------ SUPPLIED MATERIAL

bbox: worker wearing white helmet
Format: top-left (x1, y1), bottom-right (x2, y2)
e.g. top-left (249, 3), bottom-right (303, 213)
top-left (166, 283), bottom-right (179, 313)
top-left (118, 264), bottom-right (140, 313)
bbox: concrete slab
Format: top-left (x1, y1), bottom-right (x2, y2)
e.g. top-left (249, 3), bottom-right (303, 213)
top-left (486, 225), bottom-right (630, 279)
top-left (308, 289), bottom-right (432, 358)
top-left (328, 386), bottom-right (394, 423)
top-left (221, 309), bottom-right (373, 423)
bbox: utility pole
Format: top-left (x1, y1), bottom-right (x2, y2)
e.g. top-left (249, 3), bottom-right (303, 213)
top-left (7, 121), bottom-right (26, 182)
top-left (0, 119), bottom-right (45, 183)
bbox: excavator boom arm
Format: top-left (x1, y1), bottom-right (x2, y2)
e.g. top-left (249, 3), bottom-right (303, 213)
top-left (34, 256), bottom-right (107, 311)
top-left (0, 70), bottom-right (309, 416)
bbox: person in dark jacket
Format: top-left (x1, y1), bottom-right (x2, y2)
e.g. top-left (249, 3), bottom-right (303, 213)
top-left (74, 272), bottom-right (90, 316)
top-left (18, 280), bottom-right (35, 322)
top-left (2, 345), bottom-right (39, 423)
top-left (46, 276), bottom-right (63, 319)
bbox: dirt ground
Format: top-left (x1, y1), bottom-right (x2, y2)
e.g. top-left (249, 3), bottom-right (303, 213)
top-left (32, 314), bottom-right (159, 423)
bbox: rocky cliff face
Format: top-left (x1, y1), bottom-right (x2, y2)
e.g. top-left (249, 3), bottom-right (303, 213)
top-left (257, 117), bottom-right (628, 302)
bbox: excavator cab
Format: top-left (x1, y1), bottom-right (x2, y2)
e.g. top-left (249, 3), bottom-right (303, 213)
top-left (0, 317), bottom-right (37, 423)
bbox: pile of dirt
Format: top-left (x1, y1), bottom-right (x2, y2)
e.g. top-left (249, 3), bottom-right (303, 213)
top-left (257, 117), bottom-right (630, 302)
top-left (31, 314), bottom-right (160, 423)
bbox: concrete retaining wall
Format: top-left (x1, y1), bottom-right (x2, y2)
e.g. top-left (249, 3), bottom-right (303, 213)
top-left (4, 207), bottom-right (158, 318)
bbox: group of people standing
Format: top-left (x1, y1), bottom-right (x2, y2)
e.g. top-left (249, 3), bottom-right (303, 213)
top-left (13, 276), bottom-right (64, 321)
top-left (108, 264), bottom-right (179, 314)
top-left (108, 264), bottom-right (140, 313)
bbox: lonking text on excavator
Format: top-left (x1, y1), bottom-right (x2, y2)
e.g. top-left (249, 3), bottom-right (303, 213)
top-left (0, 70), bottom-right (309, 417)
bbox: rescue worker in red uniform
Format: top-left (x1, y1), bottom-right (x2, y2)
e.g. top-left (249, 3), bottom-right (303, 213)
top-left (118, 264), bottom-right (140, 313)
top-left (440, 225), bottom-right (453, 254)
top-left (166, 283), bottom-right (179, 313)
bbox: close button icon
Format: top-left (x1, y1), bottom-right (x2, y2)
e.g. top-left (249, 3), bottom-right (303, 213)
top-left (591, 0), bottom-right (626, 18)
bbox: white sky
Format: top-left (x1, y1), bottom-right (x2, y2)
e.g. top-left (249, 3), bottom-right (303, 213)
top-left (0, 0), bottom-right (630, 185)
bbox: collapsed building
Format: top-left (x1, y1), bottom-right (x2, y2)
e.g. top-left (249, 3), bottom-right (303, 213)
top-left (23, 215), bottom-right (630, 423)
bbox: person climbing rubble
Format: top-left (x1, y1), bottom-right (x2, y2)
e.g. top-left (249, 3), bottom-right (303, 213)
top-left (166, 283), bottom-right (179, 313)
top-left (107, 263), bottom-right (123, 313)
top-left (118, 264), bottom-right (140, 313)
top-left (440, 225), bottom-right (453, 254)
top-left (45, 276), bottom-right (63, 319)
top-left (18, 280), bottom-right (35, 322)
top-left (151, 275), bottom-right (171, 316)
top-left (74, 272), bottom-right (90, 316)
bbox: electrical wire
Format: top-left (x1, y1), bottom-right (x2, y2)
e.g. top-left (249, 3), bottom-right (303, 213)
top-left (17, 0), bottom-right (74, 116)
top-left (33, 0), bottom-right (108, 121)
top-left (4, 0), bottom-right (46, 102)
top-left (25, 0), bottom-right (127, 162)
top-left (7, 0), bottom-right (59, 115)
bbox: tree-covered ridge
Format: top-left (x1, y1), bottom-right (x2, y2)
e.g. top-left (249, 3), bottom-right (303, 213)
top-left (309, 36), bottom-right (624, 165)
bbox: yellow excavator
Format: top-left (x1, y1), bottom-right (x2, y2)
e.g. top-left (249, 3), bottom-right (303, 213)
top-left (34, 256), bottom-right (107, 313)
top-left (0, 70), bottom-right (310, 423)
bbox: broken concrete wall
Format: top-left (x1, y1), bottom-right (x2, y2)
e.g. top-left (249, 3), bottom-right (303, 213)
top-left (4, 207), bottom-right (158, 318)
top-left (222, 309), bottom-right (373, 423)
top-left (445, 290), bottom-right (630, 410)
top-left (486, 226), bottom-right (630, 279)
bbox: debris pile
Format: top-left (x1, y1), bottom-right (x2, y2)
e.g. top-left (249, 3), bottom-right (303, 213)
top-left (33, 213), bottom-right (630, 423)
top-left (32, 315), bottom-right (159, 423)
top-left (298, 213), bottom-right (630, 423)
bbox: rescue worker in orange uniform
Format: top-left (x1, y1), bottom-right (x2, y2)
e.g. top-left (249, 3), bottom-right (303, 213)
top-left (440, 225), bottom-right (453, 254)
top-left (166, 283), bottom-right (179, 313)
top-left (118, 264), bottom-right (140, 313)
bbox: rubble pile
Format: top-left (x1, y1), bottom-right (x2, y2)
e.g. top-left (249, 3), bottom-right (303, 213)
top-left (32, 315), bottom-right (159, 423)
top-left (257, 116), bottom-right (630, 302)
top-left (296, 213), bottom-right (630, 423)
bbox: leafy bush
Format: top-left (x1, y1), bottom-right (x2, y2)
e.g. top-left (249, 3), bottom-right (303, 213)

------------

◆ **WHAT TO DO**
Print every line of the material above again, unchanged and in the same order.

◆ **FINISHED TASK**
bbox: worker wearing white helmet
Format: top-left (x1, y1), bottom-right (x2, y2)
e.g. top-left (249, 3), bottom-right (303, 213)
top-left (166, 283), bottom-right (179, 313)
top-left (118, 264), bottom-right (140, 313)
bbox: concrete slab
Format: top-left (x1, y1), bottom-right (x2, y2)
e.g. top-left (249, 3), bottom-right (303, 213)
top-left (486, 225), bottom-right (630, 279)
top-left (308, 289), bottom-right (432, 358)
top-left (328, 386), bottom-right (394, 423)
top-left (221, 309), bottom-right (373, 423)
bbox: utility pole
Format: top-left (x1, y1), bottom-right (x2, y2)
e.g. top-left (249, 3), bottom-right (303, 213)
top-left (7, 121), bottom-right (26, 182)
top-left (0, 119), bottom-right (45, 183)
bbox: excavator boom arm
Format: top-left (x1, y1), bottom-right (x2, y2)
e.g. top-left (249, 3), bottom-right (303, 213)
top-left (34, 256), bottom-right (107, 311)
top-left (0, 70), bottom-right (309, 416)
bbox: person in dark jacket
Format: top-left (x1, y1), bottom-right (x2, y2)
e.g. top-left (249, 3), bottom-right (303, 213)
top-left (74, 272), bottom-right (90, 316)
top-left (18, 280), bottom-right (35, 322)
top-left (2, 345), bottom-right (39, 423)
top-left (46, 276), bottom-right (63, 319)
bbox: dirt ground
Format: top-left (x1, y1), bottom-right (x2, y2)
e.g. top-left (249, 3), bottom-right (303, 213)
top-left (32, 314), bottom-right (159, 423)
bbox: rocky cliff face
Format: top-left (x1, y1), bottom-right (x2, y2)
e.g. top-left (249, 3), bottom-right (303, 213)
top-left (257, 117), bottom-right (628, 302)
bbox: excavator cab
Format: top-left (x1, y1), bottom-right (x2, y2)
e.g. top-left (249, 3), bottom-right (303, 213)
top-left (0, 317), bottom-right (37, 423)
bbox: pile of dirt
Format: top-left (x1, y1), bottom-right (x2, y2)
e.g. top-left (249, 3), bottom-right (303, 213)
top-left (257, 117), bottom-right (630, 302)
top-left (31, 314), bottom-right (160, 423)
bbox: concrete retaining wall
Format: top-left (x1, y1), bottom-right (x2, y2)
e.g. top-left (249, 3), bottom-right (303, 213)
top-left (4, 207), bottom-right (158, 318)
bbox: group of people standing
Format: top-left (x1, y1), bottom-right (x2, y2)
e.g. top-left (249, 3), bottom-right (303, 213)
top-left (13, 276), bottom-right (64, 321)
top-left (108, 264), bottom-right (179, 314)
top-left (108, 264), bottom-right (140, 313)
bbox: lonking text on excavator
Format: top-left (x1, y1), bottom-right (x2, y2)
e.g. top-left (249, 3), bottom-right (303, 213)
top-left (0, 70), bottom-right (309, 417)
bbox: rescue worker in red uniform
Format: top-left (x1, y1), bottom-right (x2, y2)
e.g. top-left (249, 3), bottom-right (303, 213)
top-left (118, 264), bottom-right (140, 313)
top-left (440, 225), bottom-right (453, 254)
top-left (166, 283), bottom-right (179, 313)
bbox: close button icon
Format: top-left (x1, y1), bottom-right (x2, y2)
e.g. top-left (249, 3), bottom-right (303, 213)
top-left (591, 0), bottom-right (626, 18)
bbox: white sky
Format: top-left (x1, y1), bottom-right (x2, y2)
e.g. top-left (249, 3), bottom-right (303, 213)
top-left (0, 0), bottom-right (630, 185)
bbox: collapsed building
Format: top-left (x1, y1), bottom-right (x2, y2)
e.g. top-left (249, 3), bottom-right (303, 213)
top-left (23, 215), bottom-right (630, 423)
bbox: person climbing rubble
Format: top-left (x1, y1), bottom-right (x2, y2)
e.g. top-left (249, 3), bottom-right (303, 213)
top-left (166, 283), bottom-right (179, 313)
top-left (107, 263), bottom-right (123, 313)
top-left (118, 264), bottom-right (140, 313)
top-left (440, 225), bottom-right (453, 254)
top-left (45, 276), bottom-right (63, 319)
top-left (18, 280), bottom-right (35, 322)
top-left (151, 275), bottom-right (171, 316)
top-left (74, 272), bottom-right (90, 316)
bbox: electrical wire
Format: top-left (x1, y1), bottom-right (x2, y2)
e.g. top-left (249, 3), bottom-right (303, 213)
top-left (17, 0), bottom-right (74, 116)
top-left (33, 0), bottom-right (108, 121)
top-left (4, 0), bottom-right (46, 102)
top-left (25, 0), bottom-right (127, 162)
top-left (7, 0), bottom-right (59, 115)
bbox: tree-covered ridge
Format: top-left (x1, y1), bottom-right (x2, y2)
e.g. top-left (249, 3), bottom-right (303, 213)
top-left (309, 36), bottom-right (624, 165)
bbox: yellow excavator
Format: top-left (x1, y1), bottom-right (x2, y2)
e.g. top-left (249, 3), bottom-right (303, 213)
top-left (34, 256), bottom-right (107, 313)
top-left (0, 70), bottom-right (310, 423)
bbox: broken concrete wall
Format: top-left (x1, y1), bottom-right (x2, y2)
e.g. top-left (249, 3), bottom-right (303, 213)
top-left (4, 207), bottom-right (158, 318)
top-left (222, 309), bottom-right (373, 423)
top-left (445, 290), bottom-right (630, 410)
top-left (486, 226), bottom-right (630, 279)
bbox: debris pile
Format: top-left (x1, y1), bottom-right (x2, y2)
e.g. top-left (249, 3), bottom-right (303, 213)
top-left (33, 213), bottom-right (630, 423)
top-left (32, 315), bottom-right (159, 423)
top-left (298, 213), bottom-right (630, 423)
bbox: rescue worker in orange uniform
Format: top-left (x1, y1), bottom-right (x2, y2)
e.g. top-left (249, 3), bottom-right (303, 213)
top-left (440, 225), bottom-right (453, 254)
top-left (166, 283), bottom-right (179, 313)
top-left (118, 264), bottom-right (140, 313)
bbox: rubble pile
Format: top-left (x1, y1), bottom-right (x2, y2)
e.g. top-left (249, 3), bottom-right (303, 213)
top-left (32, 315), bottom-right (159, 423)
top-left (257, 116), bottom-right (630, 302)
top-left (296, 213), bottom-right (630, 423)
bbox: leafy bush
Format: top-left (x1, y1), bottom-right (x2, y2)
e.g. top-left (249, 3), bottom-right (303, 213)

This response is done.